▶ [Stated exercise]:
Put the lines of the listing, from the line containing "white wall, written" through the end of the listing, into a numbered list, leaving out any blank lines.

▶ [Supplied entries]:

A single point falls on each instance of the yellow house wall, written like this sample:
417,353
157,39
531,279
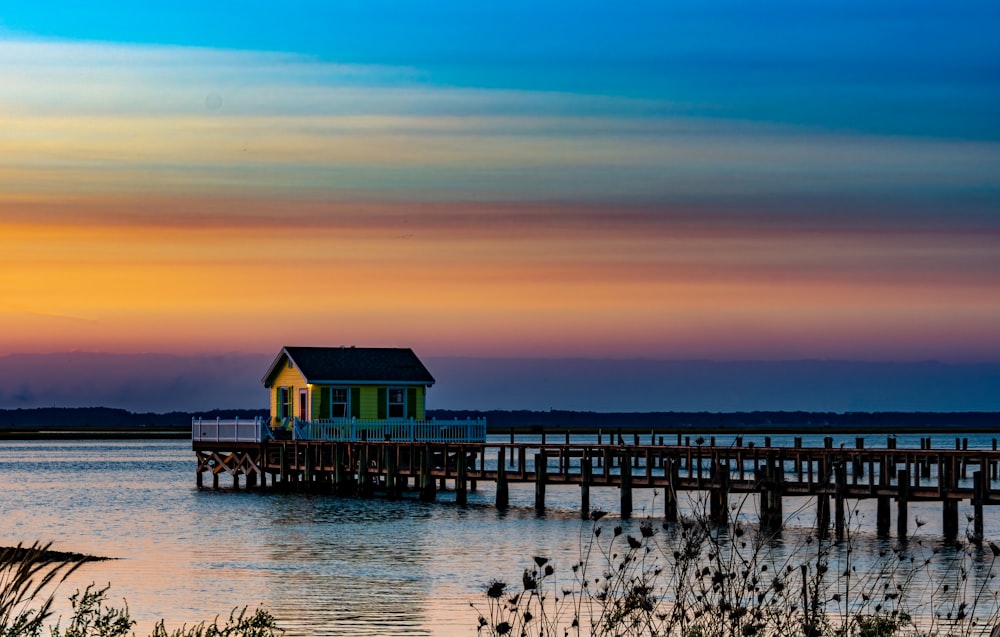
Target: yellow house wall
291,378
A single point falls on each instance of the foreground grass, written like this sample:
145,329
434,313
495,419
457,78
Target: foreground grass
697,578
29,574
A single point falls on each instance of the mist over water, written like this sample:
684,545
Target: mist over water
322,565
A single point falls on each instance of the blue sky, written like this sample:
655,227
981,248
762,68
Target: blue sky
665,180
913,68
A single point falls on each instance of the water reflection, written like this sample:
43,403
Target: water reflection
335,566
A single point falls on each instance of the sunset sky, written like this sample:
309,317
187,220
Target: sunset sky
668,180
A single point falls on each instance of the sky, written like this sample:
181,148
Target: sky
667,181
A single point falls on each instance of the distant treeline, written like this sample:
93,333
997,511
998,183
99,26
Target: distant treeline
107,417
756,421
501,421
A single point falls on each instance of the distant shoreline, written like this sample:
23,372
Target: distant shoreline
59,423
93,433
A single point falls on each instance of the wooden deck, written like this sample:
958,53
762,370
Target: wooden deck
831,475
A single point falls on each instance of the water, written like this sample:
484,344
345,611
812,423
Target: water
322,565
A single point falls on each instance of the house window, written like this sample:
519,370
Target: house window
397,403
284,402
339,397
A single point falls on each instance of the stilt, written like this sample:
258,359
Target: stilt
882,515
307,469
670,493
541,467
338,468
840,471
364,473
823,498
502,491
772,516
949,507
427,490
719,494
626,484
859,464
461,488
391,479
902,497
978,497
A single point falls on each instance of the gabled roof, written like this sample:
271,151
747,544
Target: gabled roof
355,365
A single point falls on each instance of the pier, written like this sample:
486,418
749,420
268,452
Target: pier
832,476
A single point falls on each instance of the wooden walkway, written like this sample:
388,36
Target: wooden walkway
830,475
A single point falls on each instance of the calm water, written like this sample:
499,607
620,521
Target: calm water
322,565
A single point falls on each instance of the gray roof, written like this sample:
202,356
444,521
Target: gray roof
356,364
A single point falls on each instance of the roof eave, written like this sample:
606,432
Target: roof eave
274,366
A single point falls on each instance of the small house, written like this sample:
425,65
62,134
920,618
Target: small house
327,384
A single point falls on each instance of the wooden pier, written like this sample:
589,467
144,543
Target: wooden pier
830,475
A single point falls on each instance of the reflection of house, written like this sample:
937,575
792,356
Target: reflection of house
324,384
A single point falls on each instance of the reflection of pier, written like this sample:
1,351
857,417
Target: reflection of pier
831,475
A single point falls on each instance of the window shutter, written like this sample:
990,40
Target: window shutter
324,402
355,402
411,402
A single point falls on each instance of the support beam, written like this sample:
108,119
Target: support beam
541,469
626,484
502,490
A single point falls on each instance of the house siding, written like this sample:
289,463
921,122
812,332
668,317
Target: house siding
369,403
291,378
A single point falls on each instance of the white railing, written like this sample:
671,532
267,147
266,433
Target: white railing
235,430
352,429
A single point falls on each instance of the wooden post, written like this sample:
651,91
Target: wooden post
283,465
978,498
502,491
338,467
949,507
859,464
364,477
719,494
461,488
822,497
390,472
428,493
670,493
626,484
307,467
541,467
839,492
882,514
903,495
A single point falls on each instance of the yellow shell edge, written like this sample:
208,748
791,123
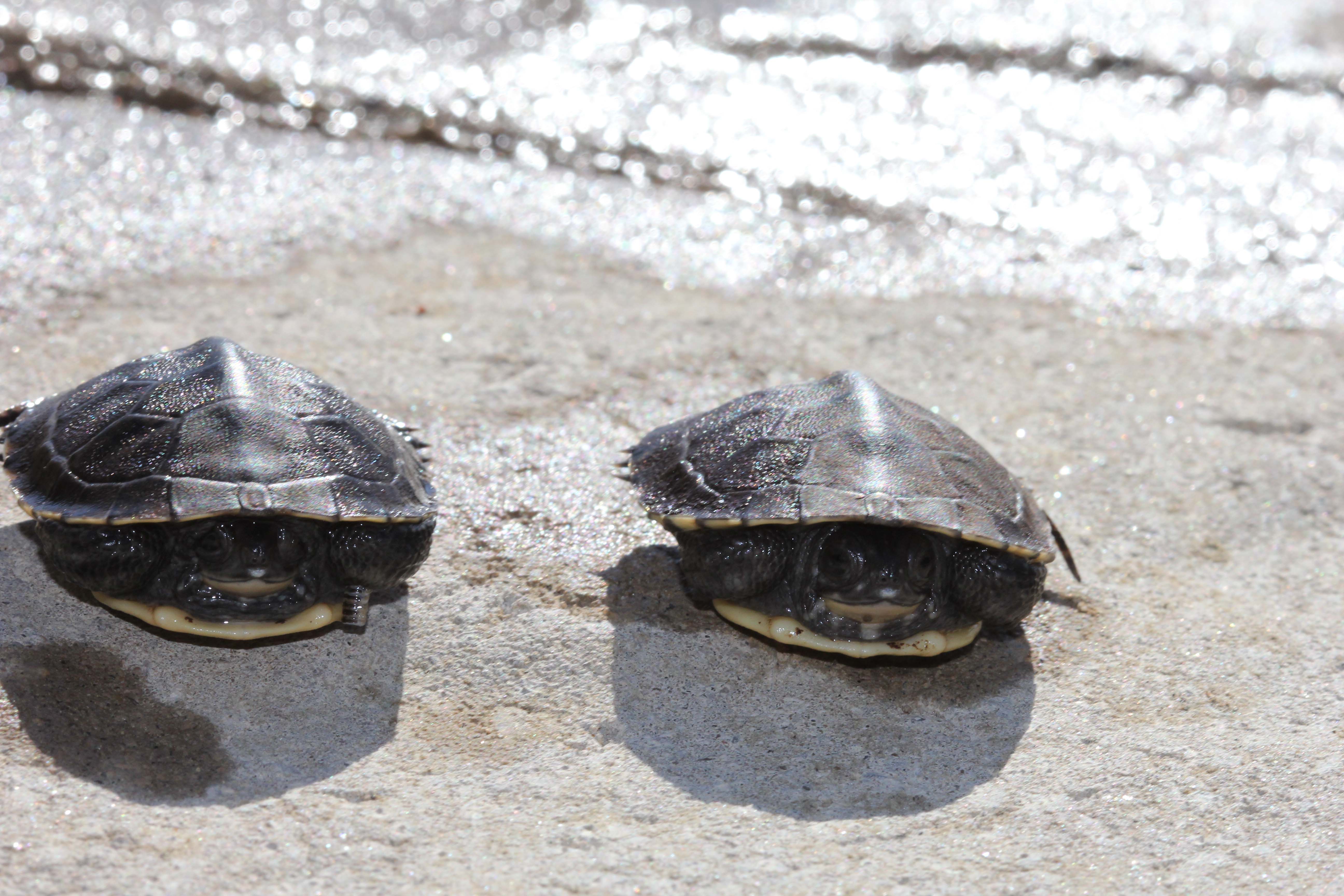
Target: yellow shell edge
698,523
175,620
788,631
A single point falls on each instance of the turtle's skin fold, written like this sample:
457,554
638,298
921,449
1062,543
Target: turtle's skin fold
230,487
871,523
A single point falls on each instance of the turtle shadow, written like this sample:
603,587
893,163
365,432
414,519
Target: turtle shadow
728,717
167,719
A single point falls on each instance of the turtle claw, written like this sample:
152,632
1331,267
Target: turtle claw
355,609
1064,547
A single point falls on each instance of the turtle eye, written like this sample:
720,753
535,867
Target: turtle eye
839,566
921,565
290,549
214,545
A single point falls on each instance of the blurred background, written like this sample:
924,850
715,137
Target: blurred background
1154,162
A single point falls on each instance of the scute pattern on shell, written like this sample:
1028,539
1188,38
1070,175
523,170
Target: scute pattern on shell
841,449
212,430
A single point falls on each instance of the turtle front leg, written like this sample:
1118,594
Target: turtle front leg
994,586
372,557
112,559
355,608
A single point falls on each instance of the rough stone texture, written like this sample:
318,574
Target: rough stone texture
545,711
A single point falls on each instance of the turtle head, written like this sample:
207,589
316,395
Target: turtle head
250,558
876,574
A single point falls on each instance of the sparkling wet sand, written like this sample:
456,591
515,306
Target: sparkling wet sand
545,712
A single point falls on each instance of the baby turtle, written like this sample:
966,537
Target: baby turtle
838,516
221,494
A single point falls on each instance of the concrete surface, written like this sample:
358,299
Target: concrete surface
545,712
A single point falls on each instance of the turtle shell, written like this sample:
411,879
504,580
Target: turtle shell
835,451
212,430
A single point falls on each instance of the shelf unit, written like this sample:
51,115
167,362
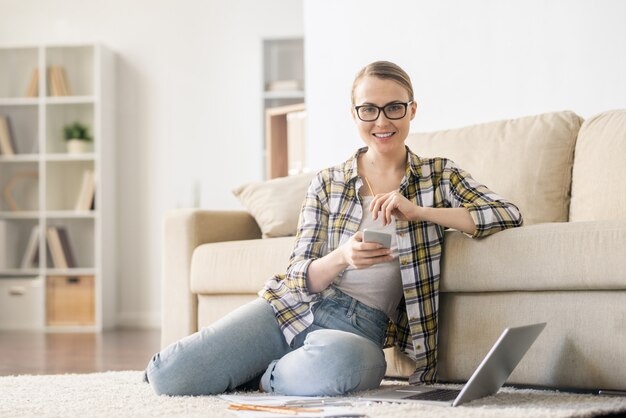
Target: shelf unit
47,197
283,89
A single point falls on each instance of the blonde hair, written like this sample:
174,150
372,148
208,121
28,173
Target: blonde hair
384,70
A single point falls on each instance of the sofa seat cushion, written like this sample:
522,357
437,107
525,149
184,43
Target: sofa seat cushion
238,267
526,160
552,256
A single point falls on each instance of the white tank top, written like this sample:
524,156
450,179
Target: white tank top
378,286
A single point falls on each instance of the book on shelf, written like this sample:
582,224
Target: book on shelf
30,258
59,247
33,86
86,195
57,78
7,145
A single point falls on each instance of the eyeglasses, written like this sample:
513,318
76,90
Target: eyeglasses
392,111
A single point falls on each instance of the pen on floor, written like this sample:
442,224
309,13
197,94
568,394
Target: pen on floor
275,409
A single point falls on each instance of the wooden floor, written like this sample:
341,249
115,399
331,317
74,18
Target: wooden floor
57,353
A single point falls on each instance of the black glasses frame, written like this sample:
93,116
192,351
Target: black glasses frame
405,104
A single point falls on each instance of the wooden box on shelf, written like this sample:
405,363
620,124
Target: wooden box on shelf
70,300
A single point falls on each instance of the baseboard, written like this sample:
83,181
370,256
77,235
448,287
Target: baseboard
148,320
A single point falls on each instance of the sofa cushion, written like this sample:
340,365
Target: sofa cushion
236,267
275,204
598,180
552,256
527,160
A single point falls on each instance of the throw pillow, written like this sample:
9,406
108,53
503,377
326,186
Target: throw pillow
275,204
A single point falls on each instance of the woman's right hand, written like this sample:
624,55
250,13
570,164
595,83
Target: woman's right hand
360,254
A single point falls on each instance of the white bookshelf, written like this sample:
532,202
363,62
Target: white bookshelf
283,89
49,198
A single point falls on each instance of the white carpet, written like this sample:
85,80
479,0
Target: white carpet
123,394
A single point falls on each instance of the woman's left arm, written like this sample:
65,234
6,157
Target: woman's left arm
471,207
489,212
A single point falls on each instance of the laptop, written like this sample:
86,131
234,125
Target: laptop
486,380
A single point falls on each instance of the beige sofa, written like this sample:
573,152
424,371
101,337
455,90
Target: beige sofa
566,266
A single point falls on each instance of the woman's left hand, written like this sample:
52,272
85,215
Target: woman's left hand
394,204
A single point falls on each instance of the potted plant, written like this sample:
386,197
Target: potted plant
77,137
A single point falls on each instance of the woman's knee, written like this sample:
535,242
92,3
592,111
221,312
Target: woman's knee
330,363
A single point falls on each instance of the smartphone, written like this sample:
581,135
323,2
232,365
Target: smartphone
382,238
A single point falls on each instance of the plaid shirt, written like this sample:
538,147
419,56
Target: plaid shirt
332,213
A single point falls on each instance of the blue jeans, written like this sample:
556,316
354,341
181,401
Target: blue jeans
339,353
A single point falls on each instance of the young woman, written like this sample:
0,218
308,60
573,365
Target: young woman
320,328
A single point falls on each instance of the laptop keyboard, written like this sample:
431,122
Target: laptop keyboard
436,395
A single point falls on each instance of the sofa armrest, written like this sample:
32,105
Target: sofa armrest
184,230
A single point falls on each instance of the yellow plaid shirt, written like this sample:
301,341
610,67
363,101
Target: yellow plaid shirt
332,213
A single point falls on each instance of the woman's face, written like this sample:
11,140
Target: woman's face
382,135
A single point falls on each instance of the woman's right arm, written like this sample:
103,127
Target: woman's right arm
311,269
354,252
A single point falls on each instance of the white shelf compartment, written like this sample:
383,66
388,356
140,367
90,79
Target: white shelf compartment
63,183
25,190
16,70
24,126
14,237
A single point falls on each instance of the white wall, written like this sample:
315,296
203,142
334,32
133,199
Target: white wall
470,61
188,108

▶ [The answer]:
1. A single point falls on each instance of the white wall, written like this sample:
2. 315,296
3. 203,142
4. 334,32
5. 133,199
6. Target: white wall
7. 470,61
8. 188,108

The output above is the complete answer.